A word-for-word copy of the records below is required.

- - - -

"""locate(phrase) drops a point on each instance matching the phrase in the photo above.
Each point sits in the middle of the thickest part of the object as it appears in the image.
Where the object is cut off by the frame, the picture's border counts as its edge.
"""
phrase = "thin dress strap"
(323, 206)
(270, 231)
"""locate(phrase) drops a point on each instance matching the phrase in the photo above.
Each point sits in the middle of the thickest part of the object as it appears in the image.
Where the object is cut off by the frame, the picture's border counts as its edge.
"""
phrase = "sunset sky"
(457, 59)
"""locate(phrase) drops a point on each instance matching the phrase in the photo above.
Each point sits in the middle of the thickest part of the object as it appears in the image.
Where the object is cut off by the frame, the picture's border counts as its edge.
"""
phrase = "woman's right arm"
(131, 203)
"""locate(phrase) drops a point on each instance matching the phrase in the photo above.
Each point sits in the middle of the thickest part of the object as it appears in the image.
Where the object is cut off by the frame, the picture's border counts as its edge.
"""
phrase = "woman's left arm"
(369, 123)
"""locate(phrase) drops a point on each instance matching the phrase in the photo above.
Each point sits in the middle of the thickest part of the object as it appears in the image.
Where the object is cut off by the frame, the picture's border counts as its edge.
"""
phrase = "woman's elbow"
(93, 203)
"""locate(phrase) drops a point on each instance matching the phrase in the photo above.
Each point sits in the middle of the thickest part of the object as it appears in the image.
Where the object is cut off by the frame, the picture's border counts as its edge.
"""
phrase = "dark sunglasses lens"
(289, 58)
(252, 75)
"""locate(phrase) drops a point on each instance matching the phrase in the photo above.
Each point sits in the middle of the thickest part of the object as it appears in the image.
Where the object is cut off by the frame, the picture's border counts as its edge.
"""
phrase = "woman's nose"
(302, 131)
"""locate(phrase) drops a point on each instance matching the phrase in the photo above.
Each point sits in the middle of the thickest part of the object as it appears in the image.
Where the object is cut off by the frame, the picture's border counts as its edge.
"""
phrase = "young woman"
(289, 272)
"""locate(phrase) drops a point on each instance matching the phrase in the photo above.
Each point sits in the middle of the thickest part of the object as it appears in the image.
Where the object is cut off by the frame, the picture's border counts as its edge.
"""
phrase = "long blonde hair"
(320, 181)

- - - -

▶ _Written answer_
"""locate(phrase) drops a point on each instance matching the phrase in the photo above.
Each point sits in the middle of the thickest part of the object as it appears in the image.
Where the object is cut off by the frame, the picture's border counts as its edge.
"""
phrase = "thin dress strap"
(323, 206)
(270, 231)
"""locate(phrase) drops a point on each instance matching the phrase in the photo above.
Each point sits in the middle of the thickest part of the object as it appears in the image.
Where the object is cut off by the frame, the picture's border counts as its edge.
"""
phrase = "sunset sky"
(457, 59)
"""locate(phrase) drops a point on each instance matching the phrase in the photo above.
Each point sits in the middle of the thickest part of the object as it appears in the image.
Where the object is cut off by the frame, the picture's border counts as its edge.
"""
phrase = "woman's right arm"
(131, 203)
"""locate(phrase) drops a point on each instance matching the phrase in the photo above.
Each point sits in the middle of the thickest part of the object as it appears in the image.
Where the object is cut off by the frame, the picture's border counts as its edge.
"""
phrase = "woman's left arm"
(369, 123)
"""locate(phrase) drops a point on each instance matching the phrase in the photo above.
Each point sits in the middle of the thickest part of the object as it appears in the image.
Where the object is cut off by the frame, the picture's border counts as its edge.
"""
phrase = "woman's elbow"
(93, 203)
"""locate(phrase) drops a point on each instance matching the phrase in the photo above.
Each point sits in the middle of the thickest part of the object as it appears in the image.
Where the object is cut off by the frame, the picture's border counts as its edge.
"""
phrase = "dark sunglasses lens"
(289, 58)
(252, 75)
"""locate(phrase) drops a point on each instance matching the phrase in the photo above.
Each point sits in the middle of the thickest part of the object as it appears in the image.
Where the object is cut off by the frame, the picture's border counts as its edge.
"""
phrase = "woman's nose"
(302, 131)
"""locate(phrase) drops a point on each instance matching the phrase in the photo above.
Each point sits in the middle of the thickest part of the object as it appears in the image.
Where the object is cut off by the frame, the picture's border counts as its edge.
"""
phrase = "young woman"
(289, 272)
"""locate(phrase) drops a point on each instance matching the phrase in the photo above.
Each point sits in the middle of the thickest part of the object as it appears in the image.
Where the object is cut off by the frame, the picture's border counts as its edge.
"""
phrase = "long blonde hair"
(320, 181)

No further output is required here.